• [Work to do] Reproduce every item below word for word, leaving each line unchanged.

• [Data]
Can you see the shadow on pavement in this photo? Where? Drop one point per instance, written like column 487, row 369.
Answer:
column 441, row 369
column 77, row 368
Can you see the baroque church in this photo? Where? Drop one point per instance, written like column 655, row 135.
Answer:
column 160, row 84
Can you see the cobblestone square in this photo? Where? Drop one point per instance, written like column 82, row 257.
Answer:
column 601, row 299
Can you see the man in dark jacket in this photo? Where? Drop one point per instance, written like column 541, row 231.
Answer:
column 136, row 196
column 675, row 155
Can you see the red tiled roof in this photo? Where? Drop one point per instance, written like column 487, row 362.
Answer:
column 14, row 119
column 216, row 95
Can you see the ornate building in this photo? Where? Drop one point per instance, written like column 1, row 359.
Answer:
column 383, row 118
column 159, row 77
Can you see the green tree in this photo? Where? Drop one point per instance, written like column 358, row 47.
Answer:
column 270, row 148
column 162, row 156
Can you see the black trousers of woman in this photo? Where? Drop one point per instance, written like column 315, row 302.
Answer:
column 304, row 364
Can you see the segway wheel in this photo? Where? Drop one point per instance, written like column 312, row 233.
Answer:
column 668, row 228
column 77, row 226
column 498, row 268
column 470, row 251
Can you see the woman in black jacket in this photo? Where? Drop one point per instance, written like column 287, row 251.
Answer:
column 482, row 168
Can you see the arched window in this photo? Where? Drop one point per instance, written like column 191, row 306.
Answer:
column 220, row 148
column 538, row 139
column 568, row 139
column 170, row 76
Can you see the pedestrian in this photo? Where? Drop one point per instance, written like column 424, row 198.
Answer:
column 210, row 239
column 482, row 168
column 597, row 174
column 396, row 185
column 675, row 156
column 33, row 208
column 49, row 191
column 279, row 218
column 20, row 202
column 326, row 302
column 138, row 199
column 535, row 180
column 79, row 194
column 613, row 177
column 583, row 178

• [Completed exercise]
Can you see the shadow on pavement in this photo? Where? Drop one point per instance, written like column 487, row 369.
Answer:
column 441, row 369
column 77, row 368
Can you see the baroque church in this photo? Where? Drop one point per instance, written like column 655, row 135.
Answer:
column 160, row 84
Can you see the cobblestone square in this photo? Where? Drop one point per instance, written like column 82, row 257.
Answer:
column 601, row 299
Can you see the man in dark jacket in this photo? Where? Drop one point per instance, written like column 541, row 231.
Answer:
column 136, row 196
column 675, row 155
Can you see the red tiled roof in this photo? Where? Drop one point per instance, written like column 487, row 362.
Answer:
column 14, row 119
column 216, row 95
Can you see the ornate building in this photo? Where? Drop one point per instance, written like column 1, row 359.
Answer:
column 383, row 118
column 159, row 77
Can you see the green tree in this photo? Where? Drop one point per instance, written like column 358, row 47.
Answer:
column 270, row 148
column 162, row 156
Can you see the black trousers of woman in this photo? Where? Drop one point per instance, written like column 315, row 302.
Answer:
column 304, row 364
Can you see the segway wheel in this photo? Where? Drop one point per instance, written like column 312, row 233.
Answer:
column 668, row 228
column 77, row 226
column 498, row 268
column 470, row 251
Can you see the woman in black jacket in this photo? Where? Drop one point per instance, written like column 287, row 251.
Answer:
column 482, row 168
Can you see the arched window in this photo? Where? Drop one point per instance, written like column 191, row 306.
Answer:
column 220, row 148
column 538, row 139
column 568, row 139
column 170, row 76
Can you see the pedestrian in this photo? Where? Drop one point per instance, written like column 424, row 198.
Answer:
column 210, row 239
column 482, row 168
column 597, row 174
column 396, row 185
column 675, row 156
column 33, row 208
column 49, row 191
column 279, row 218
column 20, row 202
column 326, row 302
column 138, row 199
column 535, row 180
column 79, row 194
column 613, row 177
column 583, row 178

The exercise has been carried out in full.